→ **Aim of the task**
Your answer must be an exact transcription of every record below, with the pictures omitted.

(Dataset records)
★ ★ ★ ★ ★ ★ ★

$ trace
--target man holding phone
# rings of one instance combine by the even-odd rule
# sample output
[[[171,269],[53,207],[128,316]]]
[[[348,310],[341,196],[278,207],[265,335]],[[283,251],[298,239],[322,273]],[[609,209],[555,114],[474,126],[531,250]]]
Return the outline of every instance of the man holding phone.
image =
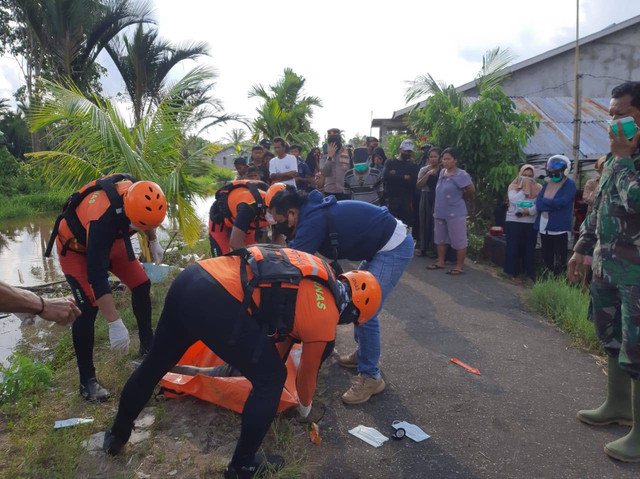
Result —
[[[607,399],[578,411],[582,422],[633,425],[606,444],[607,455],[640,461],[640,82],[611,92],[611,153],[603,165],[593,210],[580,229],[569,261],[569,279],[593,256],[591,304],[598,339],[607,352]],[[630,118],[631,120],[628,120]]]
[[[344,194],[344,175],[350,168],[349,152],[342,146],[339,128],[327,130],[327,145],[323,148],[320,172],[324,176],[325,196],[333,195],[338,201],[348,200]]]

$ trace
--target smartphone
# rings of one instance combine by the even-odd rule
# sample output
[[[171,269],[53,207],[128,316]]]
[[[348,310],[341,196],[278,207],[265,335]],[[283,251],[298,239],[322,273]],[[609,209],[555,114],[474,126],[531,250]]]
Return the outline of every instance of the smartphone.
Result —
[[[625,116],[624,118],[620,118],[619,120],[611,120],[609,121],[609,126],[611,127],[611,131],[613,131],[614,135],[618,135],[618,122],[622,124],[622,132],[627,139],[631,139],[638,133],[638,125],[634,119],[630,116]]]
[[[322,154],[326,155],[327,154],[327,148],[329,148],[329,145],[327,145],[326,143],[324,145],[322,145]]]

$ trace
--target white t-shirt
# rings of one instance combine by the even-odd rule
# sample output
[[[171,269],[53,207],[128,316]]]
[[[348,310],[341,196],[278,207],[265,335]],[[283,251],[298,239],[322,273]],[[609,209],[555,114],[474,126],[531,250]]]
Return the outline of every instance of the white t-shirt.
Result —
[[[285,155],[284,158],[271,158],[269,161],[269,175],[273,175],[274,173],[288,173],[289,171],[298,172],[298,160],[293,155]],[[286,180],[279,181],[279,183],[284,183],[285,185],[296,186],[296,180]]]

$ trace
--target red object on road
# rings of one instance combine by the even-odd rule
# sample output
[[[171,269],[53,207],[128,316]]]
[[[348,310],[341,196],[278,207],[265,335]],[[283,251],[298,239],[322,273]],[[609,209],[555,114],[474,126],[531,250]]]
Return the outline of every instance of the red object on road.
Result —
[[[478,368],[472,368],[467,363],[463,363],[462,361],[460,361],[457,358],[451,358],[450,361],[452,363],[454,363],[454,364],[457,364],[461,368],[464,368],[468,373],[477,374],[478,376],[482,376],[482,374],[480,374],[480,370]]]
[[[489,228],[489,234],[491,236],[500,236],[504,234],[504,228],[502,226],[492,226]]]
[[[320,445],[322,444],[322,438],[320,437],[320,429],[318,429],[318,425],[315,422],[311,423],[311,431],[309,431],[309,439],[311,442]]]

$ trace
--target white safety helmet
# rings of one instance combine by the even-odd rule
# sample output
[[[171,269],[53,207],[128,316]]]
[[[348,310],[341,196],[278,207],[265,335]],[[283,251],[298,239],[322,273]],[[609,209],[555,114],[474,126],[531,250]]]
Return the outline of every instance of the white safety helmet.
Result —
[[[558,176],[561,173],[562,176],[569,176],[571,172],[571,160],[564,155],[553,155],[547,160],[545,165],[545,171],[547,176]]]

★ ★ ★ ★ ★ ★ ★

→ **Finished exercise**
$ trace
--target man holding phone
# rings of one instance combine by the even-odd rule
# sample output
[[[171,269],[53,207],[128,316]]]
[[[348,310],[341,196],[278,207],[265,335]],[[283,251],[298,239],[322,273]],[[609,209],[555,114],[474,126],[531,250]]]
Return the outline of every instance of the man holding phone.
image =
Result —
[[[607,399],[578,411],[582,422],[633,425],[606,444],[607,455],[640,461],[640,82],[611,92],[611,153],[603,165],[593,210],[580,229],[569,261],[569,279],[593,256],[591,304],[598,339],[607,352]],[[630,118],[631,120],[628,120]]]
[[[344,194],[344,175],[350,168],[349,152],[342,146],[339,128],[327,130],[327,145],[323,148],[320,172],[324,176],[325,196],[333,195],[338,201],[348,200]]]

$ trace
--target smartphone
# rings of one instance combine by the even-odd rule
# sample output
[[[171,269],[53,207],[128,316]]]
[[[348,310],[341,196],[278,207],[265,335]],[[283,251],[298,239],[322,273]],[[609,209],[555,114],[474,126],[531,250]]]
Return the outline of every instance of the smartphone.
Result —
[[[625,116],[624,118],[620,118],[619,120],[611,120],[609,121],[609,126],[611,127],[611,131],[613,131],[614,135],[618,135],[618,122],[622,124],[622,132],[627,139],[631,139],[638,133],[638,125],[634,119],[630,116]]]
[[[322,154],[326,155],[327,154],[327,148],[329,148],[329,145],[327,145],[326,143],[324,145],[322,145]]]

$ trace
--target white t-shirt
# rings of one instance combine by the even-odd rule
# sample output
[[[171,269],[53,207],[128,316]]]
[[[348,310],[341,196],[278,207],[265,335]],[[283,251],[298,239],[322,273]],[[609,209],[555,114],[474,126],[531,250]]]
Return the outline of every instance of the white t-shirt.
Result —
[[[285,155],[284,158],[271,158],[269,161],[269,175],[273,175],[274,173],[288,173],[289,171],[298,172],[298,160],[293,155]],[[286,180],[279,181],[279,183],[284,183],[285,185],[296,186],[296,180]]]

$ trace
--target red object on road
# rings of one instance combine by the even-odd rule
# sample output
[[[171,269],[53,207],[128,316]]]
[[[348,310],[341,196],[278,207],[265,335]],[[283,251],[298,239],[322,273]],[[609,209],[555,114],[474,126],[531,250]]]
Return the outline of every instance of the red object on road.
Result —
[[[478,368],[472,368],[467,363],[463,363],[462,361],[460,361],[457,358],[451,358],[450,361],[452,363],[454,363],[454,364],[457,364],[461,368],[464,368],[468,373],[477,374],[478,376],[482,376],[482,374],[480,374],[480,370]]]
[[[489,228],[489,234],[491,236],[500,236],[504,234],[504,228],[502,226],[492,226]]]
[[[320,445],[322,444],[322,438],[320,437],[320,429],[318,429],[318,425],[315,422],[311,423],[311,431],[309,431],[309,439],[311,442]]]

$ trace
--target white safety helmet
# rings of one instance combine by the even-odd rule
# sample output
[[[171,269],[53,207],[128,316]]]
[[[348,310],[341,196],[278,207],[265,335]],[[283,251],[298,239],[322,273]],[[609,209],[555,114],[474,126],[531,250]]]
Return the outline of every instance of the white safety helmet.
Result —
[[[558,176],[561,173],[562,176],[569,176],[571,172],[571,160],[564,155],[553,155],[547,160],[545,165],[545,171],[547,176]]]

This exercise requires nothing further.